* START Excerpt *

Wednesday, July 15, 2026

Seraphic Doctor

 Today is the feast of St. Bonaventure of Bagnoregio, Doctor of the Church. From his Breviloquium, Part V, Chapter 8:

The First Principle, being first, is supreme; being supreme, it is supremely good; being supremely good, it is supremely happy and supremely delighting; being supremely delightful, it is supremely to be enjoyed. Therefore, because it is to be supremely enjoyed, we must totally cling to it with love and rest in it as our final end. Now a right and ordered love, called charity, bears us principally to that good in whom it finds its enjoyment and repose. This good is itself our reason for loving. Thus it follows that charity loves that good above everything else as that which will make it happy, and as a consequence it loves all other things which through that good are also suited for happiness. Now, our neighbor was created to reach that happiness along with ourselves -- which includes our body as well, for it was made to share that happiness together with our spirit. That is the reason why charity has but four objects: God, our neighbor, our spirit, and our body.

[St. Bonaventure, Breviloquium, Monti, tr., The Franciscan Institute (St. Bonaventure, New York), p. 201.]

Monday, July 13, 2026

Ah, Here's to the Vine

 The 'Boozer's' Health
by William Milton Byram
 

Ah, here's to the vine
That bears the fair wine
That banishes trouble away!
Forever be thine
Good Bacchus thy wine 
That vanquishes sorrow today!
And a health to the corn
Which we need at morn
To drive the mean headache away! 

May thy glory shine
One friend of mine
With freedom's foes ever at bay!
Long life to the vine,
That bears the fair wine,
That vanquishes sorrow to-day!
And a health to the corn,
Which we need at morn,
To drive the mean headache away!

* END Excerpt *

Tasks and exercises
a - Translate this sentence from the blog excerpt into Spanish: "This good is itself our reason for loving."
b - Carry on the blog excerpt past its final line, "To drive the mean headache away!"
The entries that come after this have nothing to do with the blog excerpt.

* START Entries shown *

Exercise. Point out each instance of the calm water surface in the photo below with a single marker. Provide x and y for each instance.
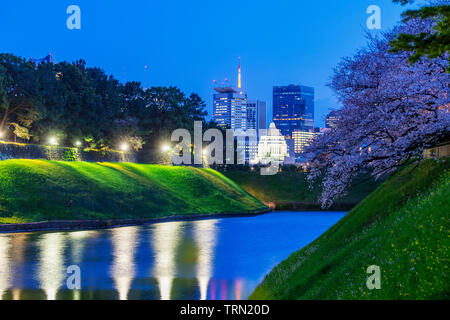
(206, 259)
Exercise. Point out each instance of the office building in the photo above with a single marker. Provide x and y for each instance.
(293, 110)
(256, 115)
(272, 147)
(331, 120)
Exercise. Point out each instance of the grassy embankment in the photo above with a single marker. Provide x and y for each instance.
(403, 227)
(38, 190)
(290, 191)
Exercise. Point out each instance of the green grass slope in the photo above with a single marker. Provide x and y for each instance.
(290, 190)
(37, 190)
(402, 227)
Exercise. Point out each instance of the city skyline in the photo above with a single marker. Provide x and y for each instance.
(307, 46)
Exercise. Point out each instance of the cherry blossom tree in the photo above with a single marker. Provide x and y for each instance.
(391, 112)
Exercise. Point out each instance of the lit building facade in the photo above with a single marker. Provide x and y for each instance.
(256, 115)
(247, 145)
(293, 110)
(302, 139)
(230, 108)
(272, 147)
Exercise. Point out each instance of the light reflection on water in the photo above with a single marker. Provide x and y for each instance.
(206, 259)
(123, 269)
(165, 240)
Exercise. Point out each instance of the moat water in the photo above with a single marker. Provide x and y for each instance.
(216, 259)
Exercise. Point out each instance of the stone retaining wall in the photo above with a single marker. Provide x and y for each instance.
(30, 151)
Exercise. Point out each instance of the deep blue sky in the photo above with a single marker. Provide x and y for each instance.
(189, 43)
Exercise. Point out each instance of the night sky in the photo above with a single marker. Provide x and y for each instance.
(189, 44)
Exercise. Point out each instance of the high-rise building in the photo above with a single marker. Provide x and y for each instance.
(272, 147)
(293, 110)
(331, 120)
(302, 139)
(230, 108)
(256, 115)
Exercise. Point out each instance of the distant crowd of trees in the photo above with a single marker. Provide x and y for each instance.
(395, 102)
(71, 102)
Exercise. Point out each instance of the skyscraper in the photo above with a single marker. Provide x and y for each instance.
(256, 115)
(230, 108)
(331, 120)
(293, 110)
(230, 105)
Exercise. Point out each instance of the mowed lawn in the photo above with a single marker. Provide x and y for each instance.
(402, 227)
(39, 190)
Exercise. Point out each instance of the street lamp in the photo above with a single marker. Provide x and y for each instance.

* END Entries shown *

Results of the exercise
a - Este bien es en sí mismo nuestra razón para amar.

b -
Sunday, July 12, 2026

Reflective Knowledge

 A reflection on the knowledge we have, that is, knowing that we know, so increases our knowledge that the new knowledge relates to the former in the way that more relates to less, or even the infinite to the finite. With reflective knowledge we rule and control direct knowledge as we will; only reflective knowledge brings direct knowledge under our free will. We would never have discovered the art of writing if we had not reflected on language. Numbers are an invention arising from reflection on the ideas of numbers. Algebraic letters are the result of a reflection on numbers. Analytical functions arose from a third reflection on algebraic letters. This is the real meaning of the apparent play on words: 'we know that we know that we know'! It is the simplest formula expressing the order of ideas, to which the Analytical Functions of Lagrange belong.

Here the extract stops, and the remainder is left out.